What is expected
Repeat every entry in the listing below, exactly.

______________________________

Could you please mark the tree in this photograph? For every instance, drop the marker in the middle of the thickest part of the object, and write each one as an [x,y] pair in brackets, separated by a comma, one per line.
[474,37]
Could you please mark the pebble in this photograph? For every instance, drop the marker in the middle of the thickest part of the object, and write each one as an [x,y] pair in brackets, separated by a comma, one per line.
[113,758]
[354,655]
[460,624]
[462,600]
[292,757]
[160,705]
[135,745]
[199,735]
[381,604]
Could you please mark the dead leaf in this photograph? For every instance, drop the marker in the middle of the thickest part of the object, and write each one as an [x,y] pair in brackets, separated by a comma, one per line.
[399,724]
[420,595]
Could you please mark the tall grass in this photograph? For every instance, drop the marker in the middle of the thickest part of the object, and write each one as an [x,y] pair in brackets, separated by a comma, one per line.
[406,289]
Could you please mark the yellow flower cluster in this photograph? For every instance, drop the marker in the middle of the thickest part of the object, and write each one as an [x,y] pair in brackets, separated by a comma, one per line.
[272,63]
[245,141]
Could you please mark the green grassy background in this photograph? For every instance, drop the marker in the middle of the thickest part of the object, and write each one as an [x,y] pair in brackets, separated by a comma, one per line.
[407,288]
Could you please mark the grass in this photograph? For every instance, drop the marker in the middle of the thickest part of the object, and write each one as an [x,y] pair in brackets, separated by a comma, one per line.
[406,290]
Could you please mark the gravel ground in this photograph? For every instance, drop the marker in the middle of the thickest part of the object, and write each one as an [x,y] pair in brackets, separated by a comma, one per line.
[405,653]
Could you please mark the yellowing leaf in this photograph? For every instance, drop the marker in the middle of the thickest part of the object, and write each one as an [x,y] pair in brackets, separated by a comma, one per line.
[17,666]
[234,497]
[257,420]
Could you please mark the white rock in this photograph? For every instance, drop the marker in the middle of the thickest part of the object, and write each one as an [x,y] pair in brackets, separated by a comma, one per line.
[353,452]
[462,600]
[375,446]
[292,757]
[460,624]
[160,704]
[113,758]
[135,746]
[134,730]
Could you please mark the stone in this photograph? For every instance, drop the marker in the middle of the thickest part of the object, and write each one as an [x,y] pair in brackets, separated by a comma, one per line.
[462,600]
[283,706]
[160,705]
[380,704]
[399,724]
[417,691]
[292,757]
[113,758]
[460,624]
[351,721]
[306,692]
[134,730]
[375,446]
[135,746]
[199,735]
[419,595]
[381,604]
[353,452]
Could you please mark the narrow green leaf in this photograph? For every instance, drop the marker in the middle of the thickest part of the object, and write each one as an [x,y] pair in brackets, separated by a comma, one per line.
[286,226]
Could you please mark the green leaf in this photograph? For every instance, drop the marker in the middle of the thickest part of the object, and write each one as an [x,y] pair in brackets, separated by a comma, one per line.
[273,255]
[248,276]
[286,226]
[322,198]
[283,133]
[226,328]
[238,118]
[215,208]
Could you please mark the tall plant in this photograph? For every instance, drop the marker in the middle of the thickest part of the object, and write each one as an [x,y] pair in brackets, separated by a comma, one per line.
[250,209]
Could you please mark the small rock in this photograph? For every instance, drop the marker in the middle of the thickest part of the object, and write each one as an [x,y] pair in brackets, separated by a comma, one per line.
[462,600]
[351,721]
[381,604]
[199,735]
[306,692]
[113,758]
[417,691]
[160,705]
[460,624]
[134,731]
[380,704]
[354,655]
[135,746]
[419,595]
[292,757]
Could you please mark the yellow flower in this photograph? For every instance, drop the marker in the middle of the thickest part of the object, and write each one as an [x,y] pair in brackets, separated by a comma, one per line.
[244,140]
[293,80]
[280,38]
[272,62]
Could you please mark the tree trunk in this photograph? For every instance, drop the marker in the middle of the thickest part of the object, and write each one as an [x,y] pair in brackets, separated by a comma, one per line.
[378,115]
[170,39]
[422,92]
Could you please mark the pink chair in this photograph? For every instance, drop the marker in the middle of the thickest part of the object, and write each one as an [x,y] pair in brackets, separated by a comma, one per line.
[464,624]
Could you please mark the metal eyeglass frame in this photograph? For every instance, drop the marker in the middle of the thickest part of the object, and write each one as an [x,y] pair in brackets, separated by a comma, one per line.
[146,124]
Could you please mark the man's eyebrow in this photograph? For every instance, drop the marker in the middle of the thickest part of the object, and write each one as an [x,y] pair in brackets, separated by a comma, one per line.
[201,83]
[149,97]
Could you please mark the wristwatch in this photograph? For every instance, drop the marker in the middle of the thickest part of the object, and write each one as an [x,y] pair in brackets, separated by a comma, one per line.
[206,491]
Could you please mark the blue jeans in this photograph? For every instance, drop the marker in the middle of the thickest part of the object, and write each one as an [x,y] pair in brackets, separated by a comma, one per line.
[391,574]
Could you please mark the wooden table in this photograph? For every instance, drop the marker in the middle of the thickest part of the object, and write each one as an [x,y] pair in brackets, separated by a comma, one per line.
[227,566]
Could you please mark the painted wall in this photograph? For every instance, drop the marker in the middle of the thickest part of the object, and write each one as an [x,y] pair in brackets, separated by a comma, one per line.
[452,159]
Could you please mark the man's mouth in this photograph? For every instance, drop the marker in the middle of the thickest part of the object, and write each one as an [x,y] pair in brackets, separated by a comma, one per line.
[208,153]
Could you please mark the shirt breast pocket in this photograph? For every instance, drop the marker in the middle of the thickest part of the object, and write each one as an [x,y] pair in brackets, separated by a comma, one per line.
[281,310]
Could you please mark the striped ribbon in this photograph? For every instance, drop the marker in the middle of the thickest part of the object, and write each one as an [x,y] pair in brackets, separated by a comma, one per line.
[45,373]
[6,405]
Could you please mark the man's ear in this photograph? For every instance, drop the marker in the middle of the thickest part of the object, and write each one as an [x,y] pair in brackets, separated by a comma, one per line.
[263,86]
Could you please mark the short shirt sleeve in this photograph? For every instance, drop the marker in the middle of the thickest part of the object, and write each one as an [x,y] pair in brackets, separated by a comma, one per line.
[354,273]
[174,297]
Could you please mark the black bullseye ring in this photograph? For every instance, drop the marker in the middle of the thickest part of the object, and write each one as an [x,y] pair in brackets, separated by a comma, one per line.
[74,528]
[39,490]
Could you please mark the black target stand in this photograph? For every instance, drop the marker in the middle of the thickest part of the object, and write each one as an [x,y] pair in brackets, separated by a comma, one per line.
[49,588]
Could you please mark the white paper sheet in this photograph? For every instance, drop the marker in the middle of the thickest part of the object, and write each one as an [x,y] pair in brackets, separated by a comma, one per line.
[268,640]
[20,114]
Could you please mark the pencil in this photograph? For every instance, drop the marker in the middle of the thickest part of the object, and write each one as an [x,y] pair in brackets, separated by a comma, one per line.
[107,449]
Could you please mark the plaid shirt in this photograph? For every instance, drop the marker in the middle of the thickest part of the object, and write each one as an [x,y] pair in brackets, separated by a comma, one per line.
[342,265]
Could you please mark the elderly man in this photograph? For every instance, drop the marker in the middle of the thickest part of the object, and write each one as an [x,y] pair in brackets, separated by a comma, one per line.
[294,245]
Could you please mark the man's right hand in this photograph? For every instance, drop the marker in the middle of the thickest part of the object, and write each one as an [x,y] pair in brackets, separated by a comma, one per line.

______________________________

Answer space
Could you please mark the tree in this photograph? For every instance, drop the marker in the middle of the thickest part of the object, and write each one as an [x,y] pair in brackets, separated by a comma, one per line.
[474,37]
Could you please mark the pebble in this photograph? For every instance, drop the marker in the middle of the thickest part of the object, and write each one as an [x,y] pair in brackets, separated by a comma, one per line.
[113,758]
[354,655]
[460,624]
[462,600]
[292,757]
[160,705]
[135,745]
[199,735]
[381,604]
Could you please mark the dead leaf in this photograph? For every instance, drop the marker in the middle of the thickest part of the object, and write each one as an [x,y] pair in brackets, separated by a comma, one per line.
[399,724]
[420,595]
Could you please mark the tall grass in this photograph? For every instance, drop the marker in the middle of the thickest part of the object, and write each one as an [x,y] pair in brackets, separated by a comma, one per line.
[406,289]
Could you please mark the yellow flower cluster in this photograph? For every instance, drop the marker in the middle of the thickest part of the object, and write each one as an [x,y] pair in brackets, separated by a comma, one per line.
[272,63]
[245,141]
Could you please mark the green grassy background in this photograph? For every instance, drop the marker in the middle of the thickest part of the object, and write each one as an [x,y] pair in brackets, separated by a comma, one per line.
[407,288]
Could you please mark the grass in this photograph? For every instance, drop the marker in the middle of the thickest part of the object, and write each one as an [x,y] pair in brackets, separated by a comma, one per line.
[406,290]
Could you please mark the gravel ground in this photograph? For every instance, drop the marker in the middle of the thickest part of the object, and write each one as an [x,y] pair in brackets, separated by a comma, one per line.
[405,653]
Could you please mark the yellowing leaf in this photograph? For every instance, drop the marker in the middle of the thickest part of the object, and write each one as an [x,y] pair in brackets, separated by a comma, one per line.
[17,666]
[234,497]
[257,420]
Could you please mark the white rock in this photograph? For every instance, drop the marker in the middle of the thickest part of the object, and write each one as an [x,y] pair in brackets, separated by a comma, one per line.
[353,452]
[462,600]
[375,446]
[292,757]
[460,624]
[160,704]
[113,758]
[135,746]
[134,730]
Could you please mark the stone in this photograph? For every instance, drop the marker in the middle of the thickest part of the object, and write each one as an [x,y] pair in brackets, separated by a comma, one per line.
[462,600]
[283,706]
[160,705]
[380,704]
[399,724]
[417,691]
[292,757]
[113,758]
[460,624]
[351,721]
[306,692]
[134,730]
[375,446]
[135,746]
[199,735]
[419,595]
[381,604]
[353,452]
Could you please mark the narrow green leaf in this photograph? For every instance, drop the marker in the middle of the thickest part of the object, and write each one as an [x,y] pair in brackets, separated by a comma, one per line.
[286,226]
Could you please mark the green leaf in this photograph? For every instance, drop the marker in the middle of the thickest part of the object, and write each one as an [x,y] pair in brackets, separated by a comma, one per line.
[273,255]
[248,276]
[286,226]
[322,198]
[283,133]
[226,328]
[238,118]
[215,208]
Could you please mark the tall plant in this photograph? For every instance, drop the marker in the middle of the thickest part of the object, and write each one as an [x,y] pair in brackets, separated by a comma, one per line.
[250,209]
Could you please mark the small rock in this photograph? For every instance, drop the marker in the middle of the thickest part of the object, and write each one as an [x,y] pair in brackets, separated by a comma, one per line.
[462,600]
[351,721]
[381,604]
[199,735]
[306,692]
[113,758]
[417,691]
[160,705]
[460,624]
[134,731]
[380,704]
[354,655]
[135,746]
[419,595]
[292,757]
Could you please mark the yellow flower in this photograph? For every instance, drop the marker in the middle of the thickest part of the object, and write each one as an [x,y] pair in brackets, separated by a comma, one per line.
[244,140]
[293,80]
[280,38]
[272,62]
Could you please mark the tree trunk in this photograph? For every instance, drop the marker in the middle of the thickest part of the object, and write each one as an [x,y] pair in brackets, separated by a comma, one per line.
[378,115]
[170,39]
[422,92]
Could you please mark the pink chair in this photograph? For every instance, drop the marker in the middle of the thickest part of the object, and write each one as an [x,y] pair in brackets, separated by a comma, one per line.
[464,624]
Could you please mark the metal eyeglass frame in this photograph? For every instance, drop the marker in the middle of the thickest part of the object, and write each one as an [x,y] pair in brackets, separated by a comma, one per line.
[146,124]
Could you please mark the man's eyebrow in this photograph? For every instance, drop the marker in the middle of the thickest part of the object, and write each one as an [x,y] pair in brackets, separated by a comma, one per line.
[201,83]
[149,97]
Could you please mark the wristwatch in this photograph? For every instance, drop the marker in the middle of the thickest part of the object, and write each one as an [x,y] pair in brackets, separated by a comma, one per line.
[206,491]
Could you please mark the blue jeans in this photograph? For every instance, drop the marker in the middle of the thickest part of the object, and write each one as an [x,y] pair in brackets, separated by a comma, one per line.
[391,574]
Could you please mark the wooden table in this photograph? For every instance, drop the marker in the middle of the thickest part of the object, and write each one as an [x,y] pair in brackets, separated by a comma, one per line.
[227,566]
Could you please mark the painted wall in this photograph? For every instance, drop the marker in the middle of the thickest part of the object, and write each one as an [x,y] pair in brackets, separated by a comma, one per line.
[452,159]
Could you please mark the man's mouth in this photograph? For every instance, drop the marker in the middle of the thickest part of the object, and write each one as an [x,y] pair in brackets, separated by a comma, one per line.
[208,153]
Could you please mark the shirt breast pocket in this photograph? For every instance, drop the marker in the middle of the thickest part of the object, and write each one as an [x,y] pair in brackets, separated by a comma, one per line.
[281,310]
Could you please mark the striped ribbon in this photograph? For every instance, drop the marker in the middle of the thickest part of the object, and write each one as an [x,y] pair in brackets, separated by a comma, one per line.
[45,373]
[6,405]
Could you please mark the man's ear in this photograph? For every instance, drop the marker in the middle of the thickest part of the object, and write each one as an [x,y] pair in brackets, separated by a comma, one per line.
[263,86]
Could you please mark the short shirt sleeve in this photograph? For every instance, drop the marker in the middle of the thickest part of the object, and write each one as an [x,y] pair in brackets, separated by a comma, one per line.
[354,273]
[174,297]
Could you please mark the black bullseye ring in this photograph? For every instance, drop the marker in the middle of the thickest part of the object, and write each one as an [x,y] pair in brackets, separated by a comma, one per line.
[74,528]
[39,490]
Could you please mark the black target stand in this photograph? For every instance, drop the marker in the middle of the thickest part of the object, and write each one as an [x,y] pair in brackets, separated by a comma, one per line.
[49,588]
Could you please mark the white paper sheet in this photograph? For every instance, drop the marker in the middle of the thickest part of the object, and write each one as an [x,y] pair in brackets, separated by a comma, one per line.
[268,640]
[20,114]
Could you please mark the pencil in this photograph? For every instance, drop the marker in the middle of the thickest part of the object, and write each one as an [x,y] pair in brackets, separated by a comma, one per line.
[107,449]
Could you please mark the plaid shirt in this photograph? For every instance, drop the marker in the middle of the thickest part of the object, and write each one as an [x,y] pair in brackets, separated by a comma, one per line.
[342,265]
Could you please mark the elderly man in this photograph? For every instance, drop the marker in the middle of the thickest part of the object, and write each one as an [x,y] pair in brackets, separated by a comma, one per line.
[294,245]
Could you please mark the man's right hand in this photograph? For every instance, drop the marker in the middle of the thickest part of the object, and write each one as an [x,y] pair in brackets, separated by a comma, one per line.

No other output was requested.